__What you are asked to do__
Only the lines below, from the one with "Target: white cloud" through the one with "Target: weathered stone surface", are to be written out, exactly.

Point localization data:
#####
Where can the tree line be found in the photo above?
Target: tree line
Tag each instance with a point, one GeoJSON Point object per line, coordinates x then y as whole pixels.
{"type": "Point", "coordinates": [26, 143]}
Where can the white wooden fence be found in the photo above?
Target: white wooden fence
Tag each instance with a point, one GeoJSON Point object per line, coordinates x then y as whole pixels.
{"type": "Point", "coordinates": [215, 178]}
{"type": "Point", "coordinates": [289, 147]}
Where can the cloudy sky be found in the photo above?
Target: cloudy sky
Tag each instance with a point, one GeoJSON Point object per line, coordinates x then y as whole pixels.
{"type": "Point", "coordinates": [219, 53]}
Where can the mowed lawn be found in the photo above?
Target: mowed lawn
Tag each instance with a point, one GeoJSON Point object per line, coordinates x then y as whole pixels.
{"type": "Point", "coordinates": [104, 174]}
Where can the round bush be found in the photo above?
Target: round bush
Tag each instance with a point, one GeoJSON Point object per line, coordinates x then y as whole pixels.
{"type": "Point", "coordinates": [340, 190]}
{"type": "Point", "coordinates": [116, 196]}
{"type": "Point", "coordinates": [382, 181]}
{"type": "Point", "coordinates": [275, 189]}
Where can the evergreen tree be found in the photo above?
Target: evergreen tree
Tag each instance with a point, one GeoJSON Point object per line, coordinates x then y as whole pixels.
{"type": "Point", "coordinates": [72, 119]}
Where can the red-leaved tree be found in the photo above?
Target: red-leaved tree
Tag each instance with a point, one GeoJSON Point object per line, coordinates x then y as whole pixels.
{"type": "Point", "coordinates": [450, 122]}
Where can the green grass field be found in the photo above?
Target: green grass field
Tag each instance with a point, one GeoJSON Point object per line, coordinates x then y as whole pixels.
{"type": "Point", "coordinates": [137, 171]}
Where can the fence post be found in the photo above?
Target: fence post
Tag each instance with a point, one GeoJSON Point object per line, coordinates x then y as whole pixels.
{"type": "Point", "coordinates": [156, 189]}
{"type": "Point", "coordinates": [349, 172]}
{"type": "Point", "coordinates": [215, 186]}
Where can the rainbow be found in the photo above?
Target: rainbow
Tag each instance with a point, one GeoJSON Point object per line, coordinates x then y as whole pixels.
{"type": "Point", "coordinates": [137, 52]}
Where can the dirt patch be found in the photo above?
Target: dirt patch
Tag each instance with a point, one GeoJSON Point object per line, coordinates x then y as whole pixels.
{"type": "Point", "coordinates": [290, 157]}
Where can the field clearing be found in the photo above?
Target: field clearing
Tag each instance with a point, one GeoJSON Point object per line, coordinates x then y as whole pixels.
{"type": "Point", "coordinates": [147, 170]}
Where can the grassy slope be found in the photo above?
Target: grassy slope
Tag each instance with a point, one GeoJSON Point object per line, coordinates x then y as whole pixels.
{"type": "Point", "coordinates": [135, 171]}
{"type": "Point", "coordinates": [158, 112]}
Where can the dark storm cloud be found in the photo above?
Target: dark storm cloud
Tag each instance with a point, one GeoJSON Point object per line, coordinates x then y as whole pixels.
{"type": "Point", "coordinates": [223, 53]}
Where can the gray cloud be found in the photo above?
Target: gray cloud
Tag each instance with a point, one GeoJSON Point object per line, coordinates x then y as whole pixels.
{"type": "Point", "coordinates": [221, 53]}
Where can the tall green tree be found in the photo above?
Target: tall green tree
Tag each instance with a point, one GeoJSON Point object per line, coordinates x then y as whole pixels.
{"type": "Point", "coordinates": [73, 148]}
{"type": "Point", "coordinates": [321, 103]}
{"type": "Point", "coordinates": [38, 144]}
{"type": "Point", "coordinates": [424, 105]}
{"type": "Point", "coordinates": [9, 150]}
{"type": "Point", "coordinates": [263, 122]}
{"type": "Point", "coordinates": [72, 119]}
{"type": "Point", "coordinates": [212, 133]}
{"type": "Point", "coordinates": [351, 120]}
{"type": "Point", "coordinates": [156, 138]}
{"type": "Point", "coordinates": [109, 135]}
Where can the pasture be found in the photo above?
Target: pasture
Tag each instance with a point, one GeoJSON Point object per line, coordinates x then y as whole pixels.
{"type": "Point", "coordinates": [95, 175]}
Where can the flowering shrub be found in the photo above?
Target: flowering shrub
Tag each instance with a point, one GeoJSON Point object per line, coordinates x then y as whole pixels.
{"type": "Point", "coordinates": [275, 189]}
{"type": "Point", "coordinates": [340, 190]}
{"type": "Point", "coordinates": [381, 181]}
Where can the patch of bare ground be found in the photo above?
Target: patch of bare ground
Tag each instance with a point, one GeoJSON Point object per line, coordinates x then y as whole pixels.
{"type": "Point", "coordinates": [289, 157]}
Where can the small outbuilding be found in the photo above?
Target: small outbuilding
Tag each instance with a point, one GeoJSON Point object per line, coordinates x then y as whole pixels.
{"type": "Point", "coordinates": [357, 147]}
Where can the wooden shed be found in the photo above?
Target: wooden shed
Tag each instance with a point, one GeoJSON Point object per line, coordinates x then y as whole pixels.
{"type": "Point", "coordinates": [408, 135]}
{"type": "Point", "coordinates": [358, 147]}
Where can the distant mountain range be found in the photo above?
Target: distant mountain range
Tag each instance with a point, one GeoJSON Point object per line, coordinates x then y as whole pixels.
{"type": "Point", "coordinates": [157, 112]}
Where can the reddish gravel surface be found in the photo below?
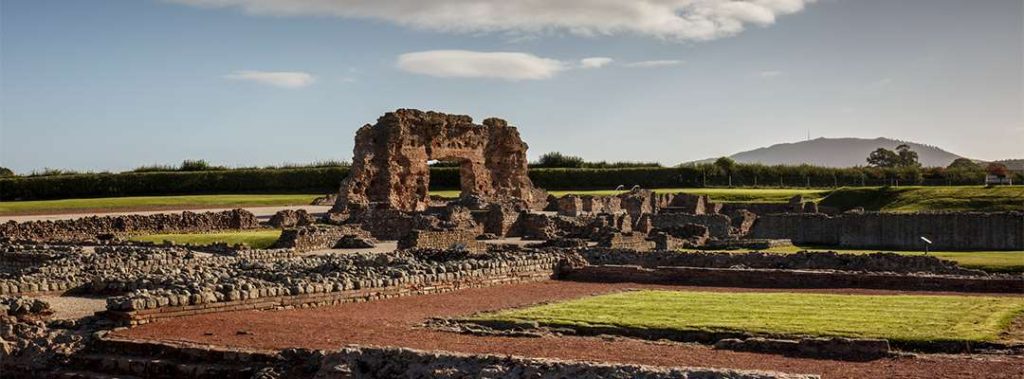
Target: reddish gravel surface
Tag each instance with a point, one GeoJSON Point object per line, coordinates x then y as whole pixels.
{"type": "Point", "coordinates": [394, 323]}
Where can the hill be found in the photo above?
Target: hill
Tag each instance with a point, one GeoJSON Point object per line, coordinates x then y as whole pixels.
{"type": "Point", "coordinates": [837, 153]}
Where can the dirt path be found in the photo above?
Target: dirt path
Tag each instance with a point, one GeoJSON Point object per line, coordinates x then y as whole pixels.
{"type": "Point", "coordinates": [395, 323]}
{"type": "Point", "coordinates": [260, 212]}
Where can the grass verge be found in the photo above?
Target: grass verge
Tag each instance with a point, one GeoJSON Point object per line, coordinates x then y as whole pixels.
{"type": "Point", "coordinates": [992, 261]}
{"type": "Point", "coordinates": [152, 203]}
{"type": "Point", "coordinates": [255, 239]}
{"type": "Point", "coordinates": [910, 319]}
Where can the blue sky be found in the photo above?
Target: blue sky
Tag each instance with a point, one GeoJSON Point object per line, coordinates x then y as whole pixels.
{"type": "Point", "coordinates": [116, 84]}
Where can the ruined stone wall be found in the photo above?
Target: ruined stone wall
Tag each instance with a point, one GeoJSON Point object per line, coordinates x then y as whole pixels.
{"type": "Point", "coordinates": [718, 224]}
{"type": "Point", "coordinates": [879, 262]}
{"type": "Point", "coordinates": [402, 363]}
{"type": "Point", "coordinates": [90, 227]}
{"type": "Point", "coordinates": [442, 240]}
{"type": "Point", "coordinates": [948, 230]}
{"type": "Point", "coordinates": [313, 238]}
{"type": "Point", "coordinates": [761, 278]}
{"type": "Point", "coordinates": [389, 165]}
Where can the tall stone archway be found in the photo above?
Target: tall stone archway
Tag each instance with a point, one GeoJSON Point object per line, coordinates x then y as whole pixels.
{"type": "Point", "coordinates": [389, 164]}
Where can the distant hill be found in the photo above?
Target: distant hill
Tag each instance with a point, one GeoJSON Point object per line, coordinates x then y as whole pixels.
{"type": "Point", "coordinates": [1013, 164]}
{"type": "Point", "coordinates": [837, 153]}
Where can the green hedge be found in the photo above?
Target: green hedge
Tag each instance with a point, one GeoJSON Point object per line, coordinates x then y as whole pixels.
{"type": "Point", "coordinates": [323, 180]}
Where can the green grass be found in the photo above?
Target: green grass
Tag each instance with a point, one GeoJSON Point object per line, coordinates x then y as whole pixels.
{"type": "Point", "coordinates": [915, 199]}
{"type": "Point", "coordinates": [994, 261]}
{"type": "Point", "coordinates": [722, 195]}
{"type": "Point", "coordinates": [255, 239]}
{"type": "Point", "coordinates": [897, 318]}
{"type": "Point", "coordinates": [152, 202]}
{"type": "Point", "coordinates": [908, 199]}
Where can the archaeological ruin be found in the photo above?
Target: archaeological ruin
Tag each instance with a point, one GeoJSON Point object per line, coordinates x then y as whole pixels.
{"type": "Point", "coordinates": [375, 287]}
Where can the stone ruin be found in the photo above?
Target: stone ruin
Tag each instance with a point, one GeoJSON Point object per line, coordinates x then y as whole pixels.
{"type": "Point", "coordinates": [390, 171]}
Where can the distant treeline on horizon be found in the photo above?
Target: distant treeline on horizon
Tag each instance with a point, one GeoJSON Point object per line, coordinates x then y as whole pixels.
{"type": "Point", "coordinates": [198, 177]}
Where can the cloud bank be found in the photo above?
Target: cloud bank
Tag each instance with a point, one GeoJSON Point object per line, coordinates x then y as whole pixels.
{"type": "Point", "coordinates": [464, 64]}
{"type": "Point", "coordinates": [670, 19]}
{"type": "Point", "coordinates": [281, 79]}
{"type": "Point", "coordinates": [653, 64]}
{"type": "Point", "coordinates": [595, 62]}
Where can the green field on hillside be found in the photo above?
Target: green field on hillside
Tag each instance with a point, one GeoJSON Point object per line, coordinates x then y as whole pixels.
{"type": "Point", "coordinates": [897, 318]}
{"type": "Point", "coordinates": [152, 203]}
{"type": "Point", "coordinates": [255, 239]}
{"type": "Point", "coordinates": [881, 199]}
{"type": "Point", "coordinates": [993, 261]}
{"type": "Point", "coordinates": [722, 195]}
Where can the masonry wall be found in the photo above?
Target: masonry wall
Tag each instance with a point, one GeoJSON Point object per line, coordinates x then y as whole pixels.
{"type": "Point", "coordinates": [92, 227]}
{"type": "Point", "coordinates": [748, 278]}
{"type": "Point", "coordinates": [948, 230]}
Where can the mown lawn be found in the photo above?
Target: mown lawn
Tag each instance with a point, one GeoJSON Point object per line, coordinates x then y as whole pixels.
{"type": "Point", "coordinates": [723, 195]}
{"type": "Point", "coordinates": [255, 239]}
{"type": "Point", "coordinates": [916, 199]}
{"type": "Point", "coordinates": [153, 202]}
{"type": "Point", "coordinates": [897, 318]}
{"type": "Point", "coordinates": [994, 261]}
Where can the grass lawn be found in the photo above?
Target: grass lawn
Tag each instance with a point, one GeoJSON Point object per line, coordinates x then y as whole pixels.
{"type": "Point", "coordinates": [915, 199]}
{"type": "Point", "coordinates": [255, 239]}
{"type": "Point", "coordinates": [994, 261]}
{"type": "Point", "coordinates": [897, 318]}
{"type": "Point", "coordinates": [152, 202]}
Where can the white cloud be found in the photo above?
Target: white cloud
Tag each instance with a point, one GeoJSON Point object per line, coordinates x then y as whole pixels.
{"type": "Point", "coordinates": [595, 62]}
{"type": "Point", "coordinates": [464, 64]}
{"type": "Point", "coordinates": [282, 79]}
{"type": "Point", "coordinates": [654, 64]}
{"type": "Point", "coordinates": [670, 19]}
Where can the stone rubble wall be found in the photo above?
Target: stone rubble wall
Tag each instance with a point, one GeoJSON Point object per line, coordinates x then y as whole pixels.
{"type": "Point", "coordinates": [312, 238]}
{"type": "Point", "coordinates": [718, 224]}
{"type": "Point", "coordinates": [463, 239]}
{"type": "Point", "coordinates": [330, 280]}
{"type": "Point", "coordinates": [160, 360]}
{"type": "Point", "coordinates": [94, 227]}
{"type": "Point", "coordinates": [947, 230]}
{"type": "Point", "coordinates": [113, 269]}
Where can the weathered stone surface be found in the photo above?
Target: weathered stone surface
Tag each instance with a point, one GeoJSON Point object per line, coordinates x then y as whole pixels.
{"type": "Point", "coordinates": [389, 168]}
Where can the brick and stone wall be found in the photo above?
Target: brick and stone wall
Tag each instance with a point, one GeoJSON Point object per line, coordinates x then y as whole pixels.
{"type": "Point", "coordinates": [761, 278]}
{"type": "Point", "coordinates": [463, 239]}
{"type": "Point", "coordinates": [99, 227]}
{"type": "Point", "coordinates": [948, 230]}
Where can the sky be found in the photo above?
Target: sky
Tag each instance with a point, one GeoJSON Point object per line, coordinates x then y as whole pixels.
{"type": "Point", "coordinates": [117, 84]}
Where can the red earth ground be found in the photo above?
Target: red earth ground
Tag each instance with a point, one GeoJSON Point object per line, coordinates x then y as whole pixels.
{"type": "Point", "coordinates": [396, 323]}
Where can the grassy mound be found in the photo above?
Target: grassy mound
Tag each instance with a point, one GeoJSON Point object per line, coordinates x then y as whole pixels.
{"type": "Point", "coordinates": [152, 203]}
{"type": "Point", "coordinates": [897, 318]}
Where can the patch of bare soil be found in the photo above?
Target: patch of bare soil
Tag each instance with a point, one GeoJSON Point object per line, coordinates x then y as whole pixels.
{"type": "Point", "coordinates": [396, 323]}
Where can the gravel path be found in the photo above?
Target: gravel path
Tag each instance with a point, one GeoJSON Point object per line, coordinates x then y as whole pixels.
{"type": "Point", "coordinates": [395, 323]}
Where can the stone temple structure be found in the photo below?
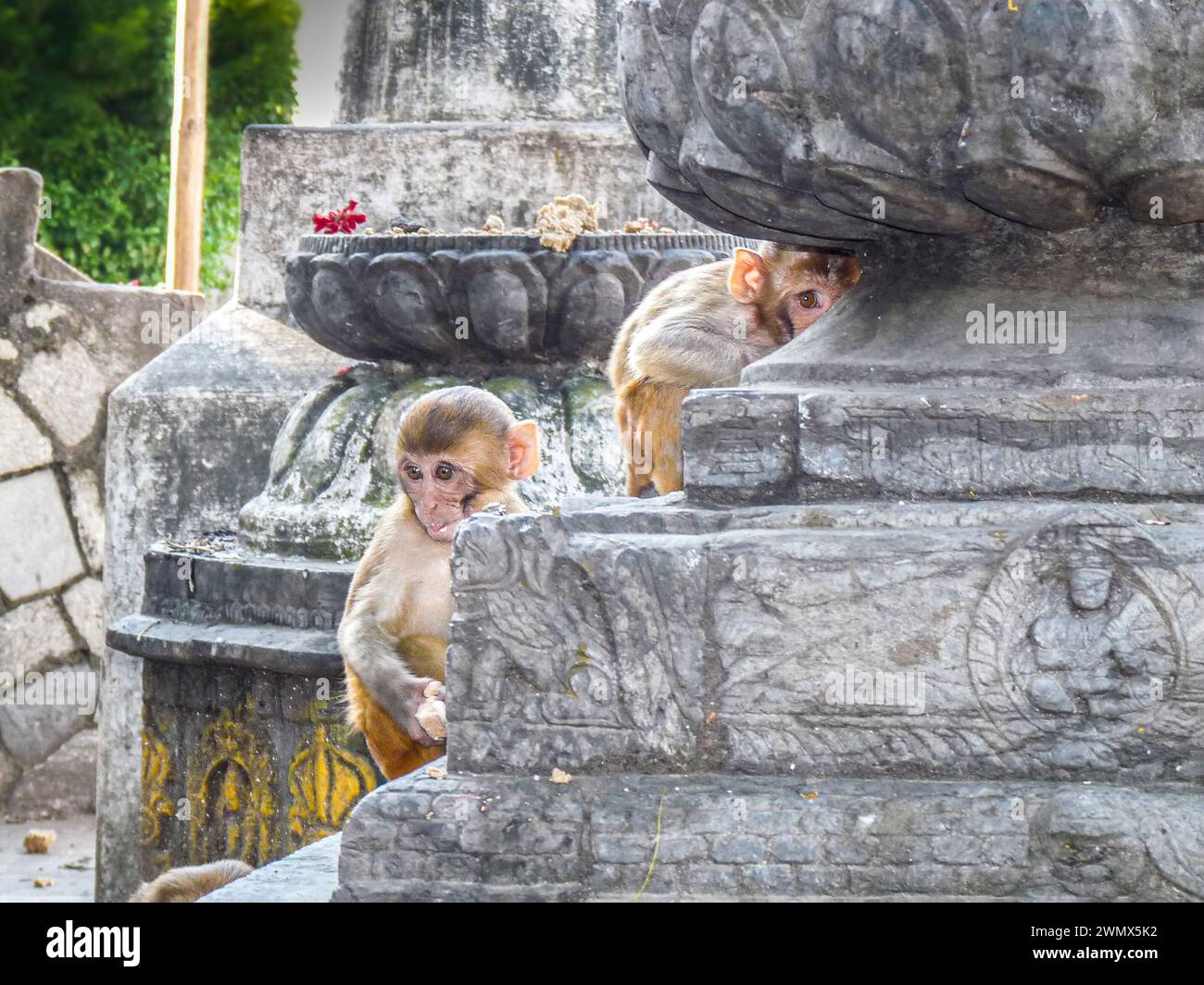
#####
__Solution for this task__
Target: white cloud
Tag each instance with a point, one GeoJSON Point object per line, coordinates x then y as whole pixels.
{"type": "Point", "coordinates": [595, 62]}
{"type": "Point", "coordinates": [464, 64]}
{"type": "Point", "coordinates": [282, 79]}
{"type": "Point", "coordinates": [654, 64]}
{"type": "Point", "coordinates": [670, 19]}
Where can the stone rubble wall be found in the photo above?
Target: stone rubble wall
Tag each instance with a point, one GeoJSON Point object per line, coordinates x then y as whole pixels.
{"type": "Point", "coordinates": [312, 238]}
{"type": "Point", "coordinates": [718, 224]}
{"type": "Point", "coordinates": [463, 239]}
{"type": "Point", "coordinates": [330, 280]}
{"type": "Point", "coordinates": [160, 360]}
{"type": "Point", "coordinates": [94, 227]}
{"type": "Point", "coordinates": [947, 230]}
{"type": "Point", "coordinates": [113, 269]}
Where can the weathered stone surface be found in the photo above?
Target: weathered stone surface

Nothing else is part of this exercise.